The request:
Turn everything from the line containing "If you could mark the thatched" down to the last line into a JSON list of strings, one string per line, with blank lines left out.

Supplied records:
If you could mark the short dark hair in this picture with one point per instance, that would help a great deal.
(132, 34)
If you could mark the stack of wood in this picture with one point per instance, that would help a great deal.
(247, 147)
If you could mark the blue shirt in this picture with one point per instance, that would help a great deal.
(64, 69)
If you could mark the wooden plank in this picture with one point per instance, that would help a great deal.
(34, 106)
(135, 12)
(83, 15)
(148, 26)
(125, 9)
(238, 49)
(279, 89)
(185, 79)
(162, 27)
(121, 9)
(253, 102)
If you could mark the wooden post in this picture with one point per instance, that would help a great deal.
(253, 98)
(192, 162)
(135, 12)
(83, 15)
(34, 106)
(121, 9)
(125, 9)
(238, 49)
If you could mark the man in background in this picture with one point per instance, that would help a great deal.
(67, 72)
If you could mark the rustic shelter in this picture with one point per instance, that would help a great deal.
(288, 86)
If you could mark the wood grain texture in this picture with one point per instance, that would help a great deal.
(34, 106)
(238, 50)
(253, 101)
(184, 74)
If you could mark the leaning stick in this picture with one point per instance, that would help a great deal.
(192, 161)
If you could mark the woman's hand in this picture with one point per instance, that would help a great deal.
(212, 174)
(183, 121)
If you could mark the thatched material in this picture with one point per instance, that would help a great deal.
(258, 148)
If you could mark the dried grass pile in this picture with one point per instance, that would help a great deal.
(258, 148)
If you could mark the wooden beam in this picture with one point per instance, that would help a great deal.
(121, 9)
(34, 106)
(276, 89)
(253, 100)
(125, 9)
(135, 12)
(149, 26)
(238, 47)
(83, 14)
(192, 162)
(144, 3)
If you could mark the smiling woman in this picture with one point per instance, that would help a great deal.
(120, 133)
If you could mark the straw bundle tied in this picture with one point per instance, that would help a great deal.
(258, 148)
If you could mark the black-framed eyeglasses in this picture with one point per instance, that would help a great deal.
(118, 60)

Reply:
[
  "If you could mark the thatched material in this picture with one point per instance, that would help a great deal.",
  "(258, 148)",
  "If you could mark the dried grass pile in this picture with one point per instance, that would help a great deal.",
  "(258, 148)",
  "If you could mark the wooden beam in this picture with one point per instance, that would help a great deal.",
  "(121, 9)",
  "(34, 106)",
  "(276, 89)",
  "(253, 100)",
  "(125, 9)",
  "(135, 12)",
  "(149, 26)",
  "(238, 47)",
  "(83, 14)",
  "(192, 162)",
  "(144, 3)",
  "If you could mark the smiling woman in this picture with one point per instance, that would help a great deal.",
  "(120, 133)",
  "If you could mark the straw bundle tied in this picture with one point per instance, that would help a great deal.",
  "(258, 148)",
  "If you could mark the black-framed eyeglasses in this picture with one point per instance, that would help a great deal.",
  "(118, 60)"
]